- **Objetivo do exercício**
Edite o trecho que vai de "For the green" até "(1324, 344)", trocando "green hillside" por "grassy slope" e deixando todo o resto igual. Apresente apenas esse trecho.

- **Registros exibidos**
○ ○ ○ ○ ○

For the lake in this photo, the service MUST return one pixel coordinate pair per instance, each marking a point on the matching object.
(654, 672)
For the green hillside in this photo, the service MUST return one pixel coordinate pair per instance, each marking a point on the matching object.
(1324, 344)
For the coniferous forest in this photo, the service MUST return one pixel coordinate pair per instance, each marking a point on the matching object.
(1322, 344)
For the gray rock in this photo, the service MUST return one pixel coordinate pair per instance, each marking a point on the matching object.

○ ○ ○ ○ ○

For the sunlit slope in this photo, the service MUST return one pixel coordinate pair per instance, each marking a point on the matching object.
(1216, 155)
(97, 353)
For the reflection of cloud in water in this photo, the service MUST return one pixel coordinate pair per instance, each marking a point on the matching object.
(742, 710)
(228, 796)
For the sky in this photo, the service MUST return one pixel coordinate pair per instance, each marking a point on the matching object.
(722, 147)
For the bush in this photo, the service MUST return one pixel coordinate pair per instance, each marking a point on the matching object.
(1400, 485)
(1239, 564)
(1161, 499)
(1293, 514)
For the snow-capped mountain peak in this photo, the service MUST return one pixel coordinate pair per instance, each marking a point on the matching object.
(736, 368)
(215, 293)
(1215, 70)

○ ○ ○ ○ ○

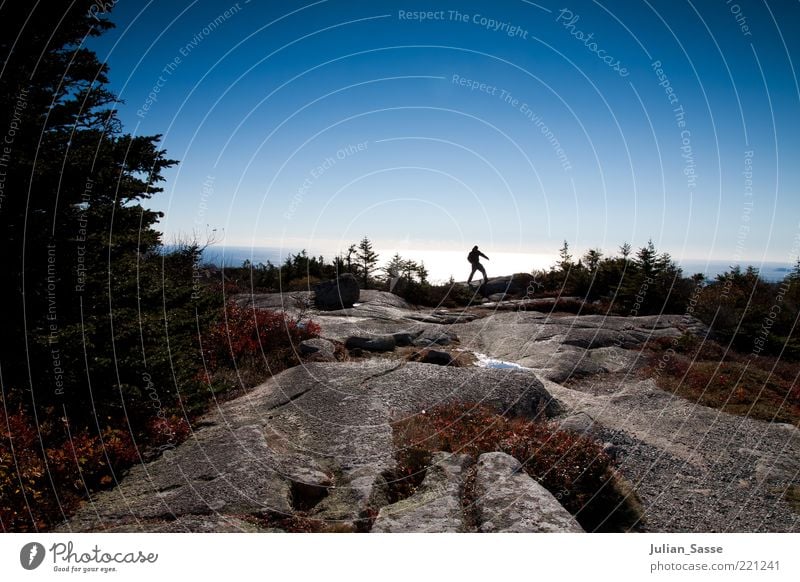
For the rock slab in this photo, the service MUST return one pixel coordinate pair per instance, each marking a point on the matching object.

○ ○ ○ ○ ○

- **Resposta da tarefa**
For the grassy slope in this photo, the service MUST return one pixel coordinate pair per instance, each marking a point on the matching object.
(1324, 344)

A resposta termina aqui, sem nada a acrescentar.